### Directions for this task
Answer these questions from the text on medieval battles:
1. In the West, where does the single-army style of warfare stem from?
2. What population did Germany have in 1914?
3. Which transportation network does the text call the most important?

### Source document
In Medieval movies and video games a country's military is often all at the same place, a big army and one huge battle but why? After 1900 battles are often fought at different places and spread out.

That was mostly how wars were fought back then. Excepting the small skirmishes involving just a few dozen or hundred men (depending on the place/time period) and sacking of small villages and towns, most battles were fought in larger battles in which the majority of the soldiers of each side participated.

This kind of stems from (in the West, at least) ancient Greece, where warring city states only had the population to support a small army; once the two armies fought a battle, the winner of that battle would usually be considered the victor in the war, as the other side's population would not be large enough to replace the losses the army sustained. This sort of continued into the Middle Ages, when Medieval counts, princes, dukes, and kings would levy their people, marshal the troops together, and march off to defeat the enemy in one decisive battle (or several). This made organization and logistics [somewhat] easier; the ruler had immediate command over the troops that he marched with. Even if he could manage to army, feed, and levy an army of 100,000 men, and then have them fight in a more "modern" style (fighting on all fronts), he would not be able to give orders to these men simultaneously; some would fall under the command of his subordinate officers. Some monarchs would presumably not like that and would prefer to have their men under their command in their entirety. Not to mention that it would be kind of stupid for anyone to attempt to cover a vast hundred-mile front (or more) with just a few thousand men. It makes more sense to gather every soldier you can and to then march off in search of the enemy.

As technology developed at the beginning of the modern age, we see an improvement in general knowledge of maladies, disease, and treatment of people for sicknesses and wounds. This continued throughout the nineteenth century (which still saw pitched battle-style warfare right until the last decades). By 1914 the major nations of the world had what the kings and princes of centuries (and millennia) before lacked:

  1. A large population (Germany had close to 65 million in 1914, France had roughly 40 million, and Russia had at least over 180 million

  2. Widely-spread and developed transportation networks, most importantly of which were railroads.

### Referring expression pointing data

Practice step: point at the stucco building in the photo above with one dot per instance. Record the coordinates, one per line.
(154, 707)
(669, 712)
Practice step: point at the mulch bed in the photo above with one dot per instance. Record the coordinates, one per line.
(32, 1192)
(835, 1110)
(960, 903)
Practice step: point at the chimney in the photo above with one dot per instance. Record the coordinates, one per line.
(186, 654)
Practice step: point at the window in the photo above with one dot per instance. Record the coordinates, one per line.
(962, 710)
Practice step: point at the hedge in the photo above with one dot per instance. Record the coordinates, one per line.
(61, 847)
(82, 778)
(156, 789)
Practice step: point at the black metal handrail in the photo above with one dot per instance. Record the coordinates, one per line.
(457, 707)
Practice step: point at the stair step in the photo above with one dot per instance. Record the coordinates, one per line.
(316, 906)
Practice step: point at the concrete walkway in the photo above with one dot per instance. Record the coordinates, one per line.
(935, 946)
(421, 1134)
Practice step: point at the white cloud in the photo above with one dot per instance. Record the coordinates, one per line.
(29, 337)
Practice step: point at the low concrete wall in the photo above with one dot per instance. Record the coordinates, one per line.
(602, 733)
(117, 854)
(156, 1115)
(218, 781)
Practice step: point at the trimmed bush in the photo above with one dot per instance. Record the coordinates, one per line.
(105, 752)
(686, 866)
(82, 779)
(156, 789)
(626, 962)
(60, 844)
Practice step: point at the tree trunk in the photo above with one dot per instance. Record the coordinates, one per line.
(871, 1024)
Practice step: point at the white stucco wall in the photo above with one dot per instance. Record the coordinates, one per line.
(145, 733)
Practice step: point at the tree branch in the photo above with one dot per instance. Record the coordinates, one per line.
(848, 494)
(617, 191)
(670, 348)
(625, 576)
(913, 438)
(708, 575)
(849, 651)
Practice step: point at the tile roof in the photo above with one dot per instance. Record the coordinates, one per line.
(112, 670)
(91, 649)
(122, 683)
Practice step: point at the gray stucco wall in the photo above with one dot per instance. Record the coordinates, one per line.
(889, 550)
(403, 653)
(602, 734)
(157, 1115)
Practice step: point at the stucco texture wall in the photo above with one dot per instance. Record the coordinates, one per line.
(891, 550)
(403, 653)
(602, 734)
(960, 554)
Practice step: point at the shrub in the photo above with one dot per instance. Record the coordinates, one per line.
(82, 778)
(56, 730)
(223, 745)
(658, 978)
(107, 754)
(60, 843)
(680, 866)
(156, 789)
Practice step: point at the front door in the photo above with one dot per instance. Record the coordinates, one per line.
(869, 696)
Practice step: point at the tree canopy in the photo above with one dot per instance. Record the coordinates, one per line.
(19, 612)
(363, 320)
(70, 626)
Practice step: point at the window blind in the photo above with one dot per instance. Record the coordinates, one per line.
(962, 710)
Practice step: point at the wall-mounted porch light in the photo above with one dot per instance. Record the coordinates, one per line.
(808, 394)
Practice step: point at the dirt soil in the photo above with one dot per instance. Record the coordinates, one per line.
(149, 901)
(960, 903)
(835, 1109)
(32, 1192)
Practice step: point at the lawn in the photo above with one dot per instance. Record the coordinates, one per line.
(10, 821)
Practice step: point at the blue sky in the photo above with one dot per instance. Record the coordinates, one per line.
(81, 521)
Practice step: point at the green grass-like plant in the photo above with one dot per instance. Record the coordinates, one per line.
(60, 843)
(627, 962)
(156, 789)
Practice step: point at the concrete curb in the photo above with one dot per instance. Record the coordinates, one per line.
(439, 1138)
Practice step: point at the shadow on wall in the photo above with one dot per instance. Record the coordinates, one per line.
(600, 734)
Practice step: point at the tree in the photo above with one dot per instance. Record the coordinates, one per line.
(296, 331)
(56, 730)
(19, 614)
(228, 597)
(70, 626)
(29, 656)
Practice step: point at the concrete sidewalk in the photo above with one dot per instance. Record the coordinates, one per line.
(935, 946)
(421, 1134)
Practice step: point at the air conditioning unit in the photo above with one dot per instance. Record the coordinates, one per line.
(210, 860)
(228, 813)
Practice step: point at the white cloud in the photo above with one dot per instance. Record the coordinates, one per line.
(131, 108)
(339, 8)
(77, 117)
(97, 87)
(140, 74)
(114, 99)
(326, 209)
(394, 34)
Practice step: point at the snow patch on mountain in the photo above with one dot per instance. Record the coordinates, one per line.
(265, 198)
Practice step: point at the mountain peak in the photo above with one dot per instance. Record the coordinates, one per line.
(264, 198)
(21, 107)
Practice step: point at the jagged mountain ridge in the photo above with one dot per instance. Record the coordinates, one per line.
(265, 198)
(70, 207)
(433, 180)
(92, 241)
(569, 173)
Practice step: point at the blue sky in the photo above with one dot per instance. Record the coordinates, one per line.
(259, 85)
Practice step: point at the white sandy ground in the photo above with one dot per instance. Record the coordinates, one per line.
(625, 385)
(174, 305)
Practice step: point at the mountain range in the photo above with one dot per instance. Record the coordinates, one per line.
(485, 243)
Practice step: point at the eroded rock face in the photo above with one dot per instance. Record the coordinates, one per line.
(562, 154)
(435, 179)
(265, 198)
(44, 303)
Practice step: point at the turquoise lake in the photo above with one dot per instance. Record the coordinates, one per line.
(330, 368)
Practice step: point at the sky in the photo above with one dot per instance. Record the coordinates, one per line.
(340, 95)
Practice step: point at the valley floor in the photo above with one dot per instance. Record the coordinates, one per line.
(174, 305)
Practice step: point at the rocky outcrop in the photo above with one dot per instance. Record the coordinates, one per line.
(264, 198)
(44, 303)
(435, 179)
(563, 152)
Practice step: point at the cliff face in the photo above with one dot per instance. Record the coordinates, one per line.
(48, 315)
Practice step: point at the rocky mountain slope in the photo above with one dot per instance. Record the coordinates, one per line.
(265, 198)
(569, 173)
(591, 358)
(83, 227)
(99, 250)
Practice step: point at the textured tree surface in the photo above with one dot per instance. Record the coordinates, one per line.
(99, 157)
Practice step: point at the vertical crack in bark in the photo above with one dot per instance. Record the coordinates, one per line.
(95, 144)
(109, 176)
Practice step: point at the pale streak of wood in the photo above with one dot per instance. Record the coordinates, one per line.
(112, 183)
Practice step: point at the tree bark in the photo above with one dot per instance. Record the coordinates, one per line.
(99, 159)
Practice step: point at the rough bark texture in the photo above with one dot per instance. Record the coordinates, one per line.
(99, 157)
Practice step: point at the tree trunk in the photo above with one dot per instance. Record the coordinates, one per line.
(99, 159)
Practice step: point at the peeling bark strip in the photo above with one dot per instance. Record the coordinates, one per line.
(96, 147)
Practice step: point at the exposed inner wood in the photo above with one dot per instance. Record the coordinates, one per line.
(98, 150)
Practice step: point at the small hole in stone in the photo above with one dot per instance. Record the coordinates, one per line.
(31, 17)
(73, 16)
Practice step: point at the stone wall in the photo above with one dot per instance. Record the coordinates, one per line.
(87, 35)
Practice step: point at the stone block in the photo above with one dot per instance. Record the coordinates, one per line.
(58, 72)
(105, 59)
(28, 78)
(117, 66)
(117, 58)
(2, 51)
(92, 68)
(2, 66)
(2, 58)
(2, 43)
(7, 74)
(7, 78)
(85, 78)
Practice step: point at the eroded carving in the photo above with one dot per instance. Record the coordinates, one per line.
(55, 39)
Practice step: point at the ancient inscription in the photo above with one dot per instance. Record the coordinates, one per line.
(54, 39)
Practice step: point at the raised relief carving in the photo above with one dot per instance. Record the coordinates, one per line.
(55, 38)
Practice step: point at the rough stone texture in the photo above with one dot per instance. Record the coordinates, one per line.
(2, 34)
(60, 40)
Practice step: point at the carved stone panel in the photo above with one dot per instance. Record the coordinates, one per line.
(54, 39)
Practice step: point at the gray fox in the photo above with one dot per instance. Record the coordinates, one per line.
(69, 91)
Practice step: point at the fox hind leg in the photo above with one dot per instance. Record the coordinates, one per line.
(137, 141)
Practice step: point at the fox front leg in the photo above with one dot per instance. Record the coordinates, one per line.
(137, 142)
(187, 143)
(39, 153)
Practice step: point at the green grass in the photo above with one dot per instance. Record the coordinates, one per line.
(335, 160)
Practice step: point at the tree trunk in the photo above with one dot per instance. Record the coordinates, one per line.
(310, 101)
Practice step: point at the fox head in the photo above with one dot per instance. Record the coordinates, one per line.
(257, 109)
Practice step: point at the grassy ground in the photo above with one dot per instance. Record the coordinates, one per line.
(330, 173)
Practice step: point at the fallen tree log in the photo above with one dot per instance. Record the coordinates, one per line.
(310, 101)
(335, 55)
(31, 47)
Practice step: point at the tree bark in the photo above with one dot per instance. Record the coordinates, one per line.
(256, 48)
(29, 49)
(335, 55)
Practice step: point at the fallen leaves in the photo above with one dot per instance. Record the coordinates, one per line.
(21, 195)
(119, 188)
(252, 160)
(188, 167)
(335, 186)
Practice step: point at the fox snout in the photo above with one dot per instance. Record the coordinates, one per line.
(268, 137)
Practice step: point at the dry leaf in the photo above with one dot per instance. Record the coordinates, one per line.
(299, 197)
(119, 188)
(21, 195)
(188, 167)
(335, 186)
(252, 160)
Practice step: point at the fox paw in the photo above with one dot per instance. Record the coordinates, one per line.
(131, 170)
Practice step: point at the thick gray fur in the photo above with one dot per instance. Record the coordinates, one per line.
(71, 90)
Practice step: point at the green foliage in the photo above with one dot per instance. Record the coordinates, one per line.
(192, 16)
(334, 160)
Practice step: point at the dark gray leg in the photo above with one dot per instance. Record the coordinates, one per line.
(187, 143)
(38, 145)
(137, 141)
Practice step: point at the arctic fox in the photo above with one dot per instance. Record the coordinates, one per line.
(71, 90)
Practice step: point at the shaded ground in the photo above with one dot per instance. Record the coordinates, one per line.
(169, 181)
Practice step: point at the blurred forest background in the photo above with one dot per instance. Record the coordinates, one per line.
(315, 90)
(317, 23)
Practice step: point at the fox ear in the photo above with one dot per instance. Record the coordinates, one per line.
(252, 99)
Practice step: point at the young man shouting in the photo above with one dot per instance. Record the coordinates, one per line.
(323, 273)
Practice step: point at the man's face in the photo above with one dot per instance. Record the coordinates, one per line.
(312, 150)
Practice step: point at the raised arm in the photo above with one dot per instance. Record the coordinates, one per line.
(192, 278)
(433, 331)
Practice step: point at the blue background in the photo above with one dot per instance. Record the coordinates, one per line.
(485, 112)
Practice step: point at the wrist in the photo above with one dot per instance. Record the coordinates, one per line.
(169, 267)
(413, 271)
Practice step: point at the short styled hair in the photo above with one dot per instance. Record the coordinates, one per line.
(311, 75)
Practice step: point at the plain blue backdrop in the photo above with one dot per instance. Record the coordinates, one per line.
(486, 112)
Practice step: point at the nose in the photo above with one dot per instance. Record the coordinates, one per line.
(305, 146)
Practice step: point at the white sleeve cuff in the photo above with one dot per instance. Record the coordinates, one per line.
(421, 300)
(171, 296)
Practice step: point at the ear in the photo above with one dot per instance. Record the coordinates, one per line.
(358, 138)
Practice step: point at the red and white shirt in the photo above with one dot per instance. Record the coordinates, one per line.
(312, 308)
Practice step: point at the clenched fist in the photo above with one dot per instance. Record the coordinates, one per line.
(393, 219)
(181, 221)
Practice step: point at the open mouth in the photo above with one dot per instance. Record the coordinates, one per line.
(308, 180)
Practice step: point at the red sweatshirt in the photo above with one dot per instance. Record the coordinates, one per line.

### Your response
1. Ancient Greece
2. Close to 65 million
3. Railroads